Write down each entry again, exactly as it reads.
** start Dataset extract **
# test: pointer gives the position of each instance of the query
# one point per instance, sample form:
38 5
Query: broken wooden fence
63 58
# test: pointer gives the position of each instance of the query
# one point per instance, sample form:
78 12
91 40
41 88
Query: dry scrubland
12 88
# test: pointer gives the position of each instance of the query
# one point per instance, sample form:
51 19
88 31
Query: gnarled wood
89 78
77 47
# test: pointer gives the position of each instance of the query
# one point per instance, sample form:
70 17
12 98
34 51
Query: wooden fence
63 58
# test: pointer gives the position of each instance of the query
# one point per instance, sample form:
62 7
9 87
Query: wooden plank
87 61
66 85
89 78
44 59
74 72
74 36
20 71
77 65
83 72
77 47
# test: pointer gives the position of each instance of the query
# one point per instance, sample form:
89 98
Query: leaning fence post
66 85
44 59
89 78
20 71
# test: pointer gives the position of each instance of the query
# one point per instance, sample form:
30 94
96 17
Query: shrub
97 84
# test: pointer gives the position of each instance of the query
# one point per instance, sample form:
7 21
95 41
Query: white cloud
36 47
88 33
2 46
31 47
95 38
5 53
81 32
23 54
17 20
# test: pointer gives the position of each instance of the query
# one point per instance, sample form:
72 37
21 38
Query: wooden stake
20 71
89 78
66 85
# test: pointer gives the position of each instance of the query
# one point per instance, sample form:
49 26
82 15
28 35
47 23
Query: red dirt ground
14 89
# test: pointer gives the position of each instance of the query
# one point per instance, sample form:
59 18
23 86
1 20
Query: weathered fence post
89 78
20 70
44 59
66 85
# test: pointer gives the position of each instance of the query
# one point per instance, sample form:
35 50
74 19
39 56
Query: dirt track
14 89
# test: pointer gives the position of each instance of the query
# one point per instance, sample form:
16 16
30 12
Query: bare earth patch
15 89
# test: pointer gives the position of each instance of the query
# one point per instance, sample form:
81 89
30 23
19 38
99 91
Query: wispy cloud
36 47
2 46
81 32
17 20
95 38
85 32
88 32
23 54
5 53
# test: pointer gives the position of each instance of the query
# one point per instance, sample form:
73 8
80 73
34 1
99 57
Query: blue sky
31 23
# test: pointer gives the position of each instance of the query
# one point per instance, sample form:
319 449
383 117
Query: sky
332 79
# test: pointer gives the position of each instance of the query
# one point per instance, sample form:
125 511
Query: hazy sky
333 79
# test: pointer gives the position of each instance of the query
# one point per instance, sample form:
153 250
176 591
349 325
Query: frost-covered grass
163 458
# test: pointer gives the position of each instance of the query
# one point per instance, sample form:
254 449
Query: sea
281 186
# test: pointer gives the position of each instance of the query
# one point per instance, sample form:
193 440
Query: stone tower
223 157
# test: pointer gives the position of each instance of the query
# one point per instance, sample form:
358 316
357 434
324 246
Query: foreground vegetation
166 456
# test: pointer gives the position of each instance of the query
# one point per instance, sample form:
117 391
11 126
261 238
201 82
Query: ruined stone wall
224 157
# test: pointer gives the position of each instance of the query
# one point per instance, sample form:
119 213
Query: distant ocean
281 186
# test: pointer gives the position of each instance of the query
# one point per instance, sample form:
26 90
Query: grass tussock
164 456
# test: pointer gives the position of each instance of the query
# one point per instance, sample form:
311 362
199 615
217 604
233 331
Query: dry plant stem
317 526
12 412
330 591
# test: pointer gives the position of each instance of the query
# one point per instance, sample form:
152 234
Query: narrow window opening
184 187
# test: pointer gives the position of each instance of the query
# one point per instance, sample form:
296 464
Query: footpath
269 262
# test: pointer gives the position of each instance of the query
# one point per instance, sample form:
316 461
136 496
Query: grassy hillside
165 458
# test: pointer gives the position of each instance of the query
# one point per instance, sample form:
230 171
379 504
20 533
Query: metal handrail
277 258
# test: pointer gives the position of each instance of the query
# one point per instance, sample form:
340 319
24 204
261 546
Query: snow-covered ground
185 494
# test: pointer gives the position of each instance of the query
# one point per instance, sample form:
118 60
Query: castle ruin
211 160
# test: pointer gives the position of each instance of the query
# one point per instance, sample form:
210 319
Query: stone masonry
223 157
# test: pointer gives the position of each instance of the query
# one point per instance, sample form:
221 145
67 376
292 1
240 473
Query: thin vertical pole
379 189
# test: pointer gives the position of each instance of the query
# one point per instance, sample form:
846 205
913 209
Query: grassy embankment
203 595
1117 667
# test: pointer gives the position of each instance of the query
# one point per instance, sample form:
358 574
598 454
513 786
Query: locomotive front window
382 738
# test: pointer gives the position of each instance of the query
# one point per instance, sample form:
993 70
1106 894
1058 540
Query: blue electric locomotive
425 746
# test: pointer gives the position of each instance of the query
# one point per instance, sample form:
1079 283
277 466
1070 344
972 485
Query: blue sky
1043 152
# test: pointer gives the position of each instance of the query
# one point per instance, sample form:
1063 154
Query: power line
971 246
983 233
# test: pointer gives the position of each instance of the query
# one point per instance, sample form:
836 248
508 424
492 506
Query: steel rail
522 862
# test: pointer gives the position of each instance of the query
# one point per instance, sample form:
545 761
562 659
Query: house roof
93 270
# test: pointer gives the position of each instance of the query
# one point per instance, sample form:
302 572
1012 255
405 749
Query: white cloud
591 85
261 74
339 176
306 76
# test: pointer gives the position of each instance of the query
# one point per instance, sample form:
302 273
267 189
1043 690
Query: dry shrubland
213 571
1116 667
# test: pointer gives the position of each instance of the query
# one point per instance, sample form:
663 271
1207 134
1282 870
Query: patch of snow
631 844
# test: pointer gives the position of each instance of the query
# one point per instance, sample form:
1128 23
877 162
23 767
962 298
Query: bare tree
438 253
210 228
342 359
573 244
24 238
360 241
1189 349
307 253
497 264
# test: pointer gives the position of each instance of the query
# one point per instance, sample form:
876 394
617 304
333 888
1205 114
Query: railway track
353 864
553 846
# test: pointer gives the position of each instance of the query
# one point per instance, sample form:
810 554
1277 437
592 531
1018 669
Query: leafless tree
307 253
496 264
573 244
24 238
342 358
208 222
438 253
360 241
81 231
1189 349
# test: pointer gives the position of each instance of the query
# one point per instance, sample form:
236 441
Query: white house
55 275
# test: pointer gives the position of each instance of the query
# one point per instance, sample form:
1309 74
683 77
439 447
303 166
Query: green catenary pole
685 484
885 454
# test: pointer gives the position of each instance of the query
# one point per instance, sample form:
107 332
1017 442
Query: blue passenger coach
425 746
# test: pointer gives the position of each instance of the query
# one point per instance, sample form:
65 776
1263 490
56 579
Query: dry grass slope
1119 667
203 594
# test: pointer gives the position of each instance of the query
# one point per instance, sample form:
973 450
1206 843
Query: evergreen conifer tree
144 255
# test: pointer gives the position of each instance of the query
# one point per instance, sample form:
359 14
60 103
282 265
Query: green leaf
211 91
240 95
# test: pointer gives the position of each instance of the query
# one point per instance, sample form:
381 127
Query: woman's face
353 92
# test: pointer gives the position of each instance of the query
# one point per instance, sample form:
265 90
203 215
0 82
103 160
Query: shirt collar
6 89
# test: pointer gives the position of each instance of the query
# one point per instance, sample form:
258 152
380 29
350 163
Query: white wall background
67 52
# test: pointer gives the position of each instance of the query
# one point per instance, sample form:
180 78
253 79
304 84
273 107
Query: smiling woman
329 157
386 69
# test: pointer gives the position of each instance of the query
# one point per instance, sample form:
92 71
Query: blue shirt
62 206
** end Dataset extract **
Solution below
# test: pointer gives the position of each instance of the query
# one point per instance, sample form:
38 5
Query: broken wooden fence
63 58
# test: pointer gives the position of each instance of the query
# one point per instance, sample form:
78 12
91 40
41 88
Query: dry scrubland
12 88
# test: pointer gives the position of each instance of the query
# one point per instance, sample form:
51 19
88 31
Query: gnarled wood
89 78
77 47
# test: pointer gives the position of each instance of the query
# one point per instance, sample form:
70 17
12 98
34 51
Query: wooden fence
63 58
# test: pointer gives the position of each instance of the query
# one point per instance, sample form:
62 7
9 87
Query: wooden plank
87 61
66 85
89 78
44 59
74 72
74 36
20 71
77 65
83 72
77 47
# test: pointer gives the position of each instance of the query
# one point per instance, sample form:
89 98
Query: leaning fence post
66 85
44 59
89 78
20 71
# test: pointer gives the position of each instance of the query
# one point per instance, sample form:
30 94
96 17
Query: shrub
97 84
# test: pointer gives the position of each instance of the query
# one point per instance, sample form:
7 21
95 41
Query: white cloud
36 47
88 33
2 46
31 47
95 38
5 53
81 32
23 54
17 20
# test: pointer gives the position of each instance of the query
# one point per instance, sample form:
72 37
21 38
Query: wooden stake
20 71
89 78
66 85
# test: pointer gives the position of each instance of the query
# one point per instance, sample form:
49 26
82 15
28 35
47 23
Query: red dirt ground
14 89
# test: pointer gives the position of each instance of the query
# one point per instance, sample form:
59 18
23 86
1 20
Query: weathered fence post
89 78
20 70
44 59
66 85
# test: pointer gives the position of each instance of the query
# one point per instance, sample form:
35 50
74 19
39 56
Query: dirt track
14 89
# test: pointer gives the position of each instance of the query
# one point per instance, sample form:
16 16
30 12
Query: bare earth patch
15 89
# test: pointer gives the position of each instance of the query
# one point per instance, sample form:
81 89
30 23
19 38
99 91
Query: wispy cloud
36 47
2 46
81 32
17 20
95 38
85 32
88 32
23 54
5 53
# test: pointer gives the position of each instance of the query
# one point per instance, sample form:
73 8
80 73
34 1
99 57
Query: blue sky
31 23
# test: pointer gives the position of each instance of the query
# one point per instance, sample form:
319 449
383 117
Query: sky
332 79
# test: pointer gives the position of each instance of the query
# one point per instance, sample form:
125 511
Query: hazy sky
333 79
# test: pointer gives the position of each instance of the query
# one point per instance, sample form:
153 250
176 591
349 325
Query: frost-covered grass
163 458
# test: pointer gives the position of each instance of the query
# one point per instance, sample form:
254 449
Query: sea
281 186
# test: pointer gives the position of each instance of the query
# one point per instance, sample form:
193 440
Query: stone tower
223 157
# test: pointer gives the position of each instance of the query
# one point per instance, sample form:
358 316
357 434
324 246
Query: foreground vegetation
166 456
# test: pointer gives the position of each instance of the query
# one point per instance, sample form:
117 391
11 126
261 238
201 82
Query: ruined stone wall
224 157
# test: pointer gives the position of each instance of the query
# one point per instance, sample form:
119 213
Query: distant ocean
281 186
# test: pointer gives the position of each instance of the query
# one point per instance, sample form:
26 90
Query: grass tussock
164 456
# test: pointer gives the position of each instance of the query
# one point per instance, sample form:
311 362
199 615
217 604
233 331
Query: dry plant stem
317 526
12 412
330 591
# test: pointer gives the position of each instance of the query
# one point per instance, sample form:
152 234
Query: narrow window opening
184 187
# test: pointer gives the position of each instance of the query
# one point per instance, sample form:
296 464
Query: footpath
269 262
# test: pointer gives the position of each instance of the query
# one point per instance, sample form:
316 461
136 496
Query: grassy hillside
165 458
# test: pointer gives the position of each instance of the query
# one point per instance, sample form:
230 171
379 504
20 533
Query: metal handrail
277 258
# test: pointer gives the position of each instance of the query
# one point per instance, sample form:
340 319
24 204
261 546
Query: snow-covered ground
185 494
# test: pointer gives the position of each instance of the query
# one point per instance, sample form:
118 60
Query: castle ruin
211 160
# test: pointer gives the position of each instance of the query
# one point per instance, sample form:
210 319
Query: stone masonry
223 157
# test: pointer gives the position of each instance of the query
# one point per instance, sample form:
221 145
67 376
292 1
240 473
Query: thin vertical pole
379 189
# test: pointer gives the position of each instance of the query
# one point per instance, sample form:
846 205
913 209
Query: grassy embankment
203 595
1117 667
# test: pointer gives the position of each instance of the query
# one point per instance, sample form:
358 574
598 454
513 786
Query: locomotive front window
382 738
# test: pointer gives the position of each instance of the query
# one point per instance, sample form:
993 70
1106 894
1058 540
Query: blue electric locomotive
425 746
# test: pointer gives the position of each instance of the query
# one point per instance, sample form:
1079 283
277 466
1070 344
972 485
Query: blue sky
1043 152
# test: pointer gives the position of each instance of the query
# one point per instance, sample form:
1063 154
Query: power line
971 246
983 233
# test: pointer gives the position of each instance of the query
# one point per instance, sample form:
836 248
508 424
492 506
Query: steel rail
522 862
# test: pointer gives the position of each instance of the query
# one point per instance, sample form:
545 761
562 659
Query: house roof
93 270
# test: pointer gives the position of each instance of the query
# one point per instance, sample form:
302 572
1012 255
405 749
Query: white cloud
591 85
261 74
339 176
306 76
# test: pointer gives the position of each instance of the query
# one point per instance, sample form:
302 273
267 189
1043 690
Query: dry shrubland
213 571
1116 667
# test: pointer gives the position of each instance of the query
# one point per instance, sample form:
663 271
1207 134
1282 870
Query: patch of snow
631 844
# test: pointer gives the position of each instance of the query
# one point per instance, sample form:
1128 23
877 162
23 767
962 298
Query: bare tree
438 253
210 228
342 359
573 244
24 238
360 241
1189 349
307 253
497 264
# test: pointer gives the position of each instance of the query
# one point per instance, sample form:
876 394
617 304
333 888
1205 114
Query: railway track
353 864
553 846
# test: pointer gives the position of each instance of the query
# one point per instance, sample form:
810 554
1277 437
592 531
1018 669
Query: leafless tree
307 253
496 264
573 244
24 238
342 358
208 222
438 253
360 241
81 231
1189 349
# test: pointer gives the position of each instance of the query
# one point per instance, sample form:
236 441
Query: white house
55 275
# test: pointer gives the position of each instance of the query
# one point per instance, sample form:
1309 74
683 77
439 447
303 166
Query: green catenary pole
685 484
885 454
# test: pointer gives the position of each instance of the query
# one point per instance, sample form:
107 332
1017 442
Query: blue passenger coach
425 746
# test: pointer gives the position of each instance of the query
# one point per instance, sample form:
65 776
1263 490
56 579
Query: dry grass slope
1119 667
203 594
# test: pointer gives the position of each instance of the query
# one point per instance, sample form:
973 450
1206 843
Query: evergreen conifer tree
144 255
# test: pointer gives the position of each instance of the query
# one point per instance, sample form:
359 14
60 103
282 265
Query: green leaf
211 91
240 95
# test: pointer gives the position of each instance of the query
# one point per instance, sample form:
381 127
Query: woman's face
353 92
# test: pointer gives the position of each instance of the query
# one point per instance, sample form:
265 90
203 215
0 82
103 160
Query: shirt collar
6 89
# test: pointer gives the position of each instance of the query
# one point per instance, sample form:
258 152
380 29
350 163
Query: white wall background
67 52
# test: pointer gives the position of each instance of the query
# one point per instance, sample form:
180 78
253 79
304 84
273 107
Query: smiling woman
329 157
386 69
# test: pointer gives the position of each instance of the query
# one point per instance, sample form:
92 71
Query: blue shirt
62 206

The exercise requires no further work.